**Direction 1:**
Please pick out each line in the listing below that contains the word "rail" and copy those lines in full.

┌─ Selected text

There’s simply nothing on all of Mars quite like it: Orcus Patera, a long, elliptical Martian depression situated between two sibling volcanoes, Elysium Mons and Olympus Mons, is a nearly 235-mile-long anomaly. Especially on its furthest side (far right in the image above), a rim protrudes from the depression, rising nearly to an elevation 6000 feet above the surrounding plains. According to the European Space Agency (ESA), the use of “patera” in the strange crater’s name denotes a complex or irregularly shaped formation. “However, despite its name and the fact that it is positioned near volcanoes, the actual origin of Orcus Patera remains unclear,” the agency states at their website.
There has apparently been a good bit of speculation as to what might have caused the appearance of this strange anomaly, and Friday, the latest answer ESA officials provided only lends itself to more controversy:
The most likely explanation is that it was made in an oblique impact, when a small body struck the surface at a very shallow angle, perhaps less than five degrees from the horizontal.

└─
┌─ Data shown

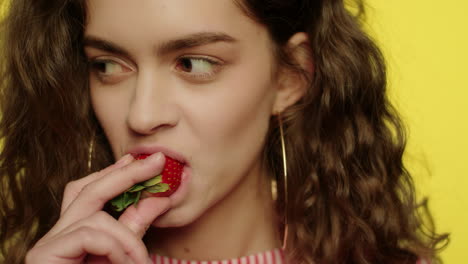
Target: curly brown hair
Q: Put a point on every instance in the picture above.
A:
(350, 197)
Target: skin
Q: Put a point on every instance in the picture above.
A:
(210, 101)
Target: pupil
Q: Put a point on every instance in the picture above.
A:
(100, 66)
(187, 64)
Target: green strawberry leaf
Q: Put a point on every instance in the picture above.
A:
(161, 187)
(124, 200)
(152, 181)
(137, 199)
(136, 188)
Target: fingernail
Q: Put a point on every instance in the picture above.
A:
(124, 159)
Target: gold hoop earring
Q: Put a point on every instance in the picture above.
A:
(285, 181)
(90, 154)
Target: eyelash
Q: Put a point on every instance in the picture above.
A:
(215, 63)
(95, 66)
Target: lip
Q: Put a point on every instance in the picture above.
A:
(147, 149)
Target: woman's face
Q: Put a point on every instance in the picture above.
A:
(190, 78)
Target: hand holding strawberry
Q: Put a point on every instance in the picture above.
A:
(162, 185)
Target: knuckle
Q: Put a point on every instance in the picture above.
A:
(102, 217)
(86, 233)
(72, 187)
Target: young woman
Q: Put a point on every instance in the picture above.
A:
(221, 86)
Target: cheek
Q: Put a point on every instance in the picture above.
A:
(110, 107)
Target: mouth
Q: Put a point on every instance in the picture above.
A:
(142, 152)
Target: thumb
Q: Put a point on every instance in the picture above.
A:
(139, 218)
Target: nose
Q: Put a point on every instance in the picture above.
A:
(152, 106)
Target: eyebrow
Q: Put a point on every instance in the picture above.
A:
(186, 42)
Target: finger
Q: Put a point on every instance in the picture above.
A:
(74, 188)
(138, 219)
(94, 195)
(76, 245)
(102, 221)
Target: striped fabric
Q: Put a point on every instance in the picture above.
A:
(275, 256)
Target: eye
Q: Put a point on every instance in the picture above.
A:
(108, 67)
(109, 70)
(198, 68)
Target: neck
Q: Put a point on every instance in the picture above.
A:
(243, 223)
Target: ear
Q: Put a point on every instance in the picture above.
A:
(292, 84)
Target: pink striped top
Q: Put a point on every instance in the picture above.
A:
(275, 256)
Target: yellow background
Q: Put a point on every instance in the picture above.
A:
(426, 46)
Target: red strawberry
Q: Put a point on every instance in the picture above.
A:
(170, 178)
(162, 185)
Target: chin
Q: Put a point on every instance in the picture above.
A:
(176, 217)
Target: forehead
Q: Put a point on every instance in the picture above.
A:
(152, 20)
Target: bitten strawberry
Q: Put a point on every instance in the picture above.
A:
(162, 185)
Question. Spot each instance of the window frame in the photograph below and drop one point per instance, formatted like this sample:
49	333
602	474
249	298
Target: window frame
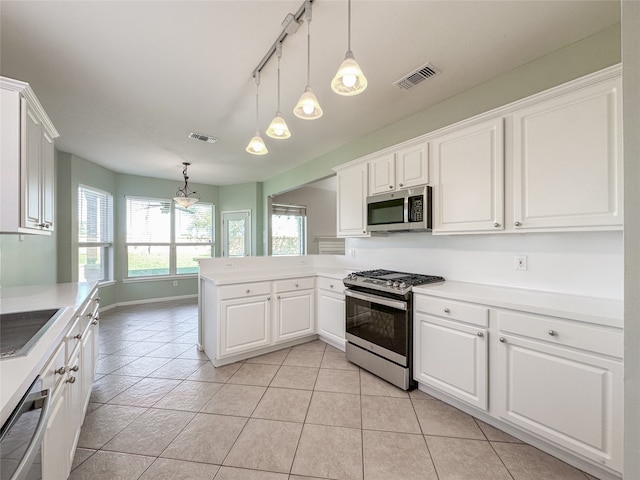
172	244
106	246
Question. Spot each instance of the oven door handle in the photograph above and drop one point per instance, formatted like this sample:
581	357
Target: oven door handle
36	440
388	302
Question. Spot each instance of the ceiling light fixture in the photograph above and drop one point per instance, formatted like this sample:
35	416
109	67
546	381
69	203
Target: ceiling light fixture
308	107
185	197
256	144
278	127
349	79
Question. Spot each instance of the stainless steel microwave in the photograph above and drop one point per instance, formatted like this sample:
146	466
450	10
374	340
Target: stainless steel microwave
403	210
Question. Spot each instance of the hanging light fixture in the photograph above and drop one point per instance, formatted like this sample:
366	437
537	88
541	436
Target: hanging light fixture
349	79
185	197
256	144
308	107
278	127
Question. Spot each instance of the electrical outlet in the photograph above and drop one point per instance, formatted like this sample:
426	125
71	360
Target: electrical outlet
521	262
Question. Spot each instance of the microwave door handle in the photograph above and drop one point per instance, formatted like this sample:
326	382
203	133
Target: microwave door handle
375	299
30	454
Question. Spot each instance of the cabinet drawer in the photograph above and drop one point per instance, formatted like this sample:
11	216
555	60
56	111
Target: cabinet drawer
464	312
558	331
330	284
245	290
293	284
55	370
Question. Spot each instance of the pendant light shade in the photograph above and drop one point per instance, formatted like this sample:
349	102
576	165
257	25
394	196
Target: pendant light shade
349	80
278	127
185	197
256	144
308	107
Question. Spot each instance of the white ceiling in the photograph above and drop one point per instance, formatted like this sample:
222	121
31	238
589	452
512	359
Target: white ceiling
125	82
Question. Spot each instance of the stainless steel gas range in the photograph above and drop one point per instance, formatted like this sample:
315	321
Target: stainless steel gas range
379	316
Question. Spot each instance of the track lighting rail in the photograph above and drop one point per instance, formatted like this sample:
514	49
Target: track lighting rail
296	18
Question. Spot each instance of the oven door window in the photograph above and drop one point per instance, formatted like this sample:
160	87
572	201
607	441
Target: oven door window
386	212
379	324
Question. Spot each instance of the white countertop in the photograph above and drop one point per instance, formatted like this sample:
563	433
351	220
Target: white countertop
600	311
17	373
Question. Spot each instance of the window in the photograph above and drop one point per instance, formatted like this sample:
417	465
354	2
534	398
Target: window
165	239
289	230
95	235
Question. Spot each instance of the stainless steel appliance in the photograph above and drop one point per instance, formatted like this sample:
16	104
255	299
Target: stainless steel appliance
21	436
379	322
403	210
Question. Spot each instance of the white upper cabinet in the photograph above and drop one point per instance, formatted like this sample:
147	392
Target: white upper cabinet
351	201
468	179
26	162
568	160
403	168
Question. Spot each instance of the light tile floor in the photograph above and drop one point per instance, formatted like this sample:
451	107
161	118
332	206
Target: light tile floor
160	410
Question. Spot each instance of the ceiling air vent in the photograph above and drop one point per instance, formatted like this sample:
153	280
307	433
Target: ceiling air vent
203	138
416	77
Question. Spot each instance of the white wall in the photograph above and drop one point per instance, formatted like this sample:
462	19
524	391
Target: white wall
590	264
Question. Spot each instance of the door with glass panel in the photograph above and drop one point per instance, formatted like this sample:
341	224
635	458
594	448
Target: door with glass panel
236	233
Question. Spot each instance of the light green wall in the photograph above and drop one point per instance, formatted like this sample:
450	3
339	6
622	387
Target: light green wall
578	59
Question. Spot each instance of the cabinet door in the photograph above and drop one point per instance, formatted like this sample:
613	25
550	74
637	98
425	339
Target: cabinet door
468	179
412	166
48	182
294	315
31	166
331	317
56	442
568	160
571	398
244	324
351	200
451	357
382	174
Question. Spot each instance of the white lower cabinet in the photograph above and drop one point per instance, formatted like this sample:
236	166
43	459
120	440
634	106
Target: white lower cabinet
69	375
294	309
555	379
331	311
451	348
242	318
561	381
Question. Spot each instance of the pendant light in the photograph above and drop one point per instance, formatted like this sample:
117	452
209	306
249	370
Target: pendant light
185	197
308	107
278	128
256	144
349	80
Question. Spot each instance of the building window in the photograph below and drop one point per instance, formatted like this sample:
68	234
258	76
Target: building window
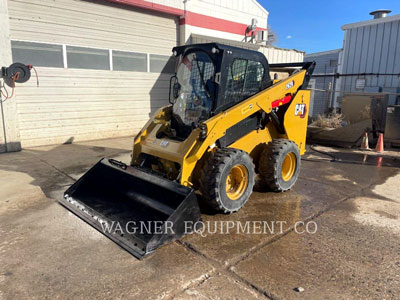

└─

**Direction 2:**
Translate this sentence from the Orcus Patera article above into Spanish: "The most likely explanation is that it was made in an oblique impact, when a small body struck the surface at a very shallow angle, perhaps less than five degrees from the horizontal."

**Expected answer 1:**
Question. Spot each instance of the track lighting rail in the photograph above and drop one point per instance, formatted like this sample:
Target: track lighting rail

**Expected answer 2:**
La explicación más probable es que se formó en un impacto oblicuo, cuando un cuerpo pequeño golpeó la superficie en un ángulo muy bajo, quizá de menos de cinco grados respecto a la horizontal.